[Records from a data source]
________________
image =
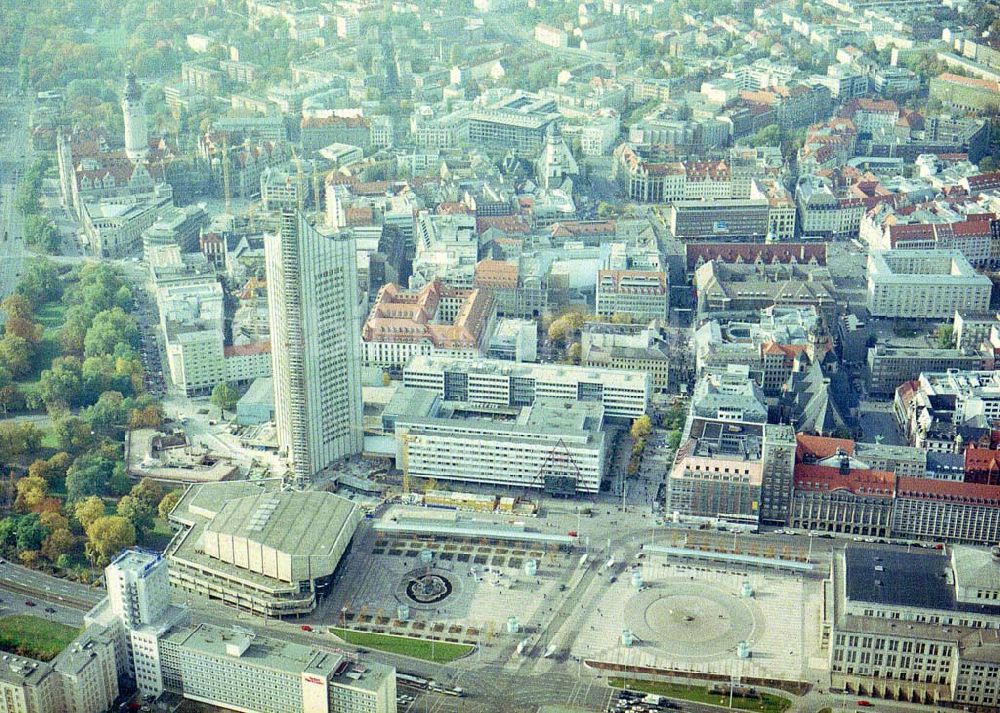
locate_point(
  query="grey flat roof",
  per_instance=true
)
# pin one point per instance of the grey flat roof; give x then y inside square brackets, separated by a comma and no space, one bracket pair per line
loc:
________________
Reproduce all of the material above line for line, without changing anything, and omit the pictures.

Exercise result:
image =
locate_point(
  query="grey flat roof",
  per_instance=true
)
# pin one point per instance of the grey flat roof; give x then y inside square brackets, separated by a comma and no space, one bracket pair per line
loc:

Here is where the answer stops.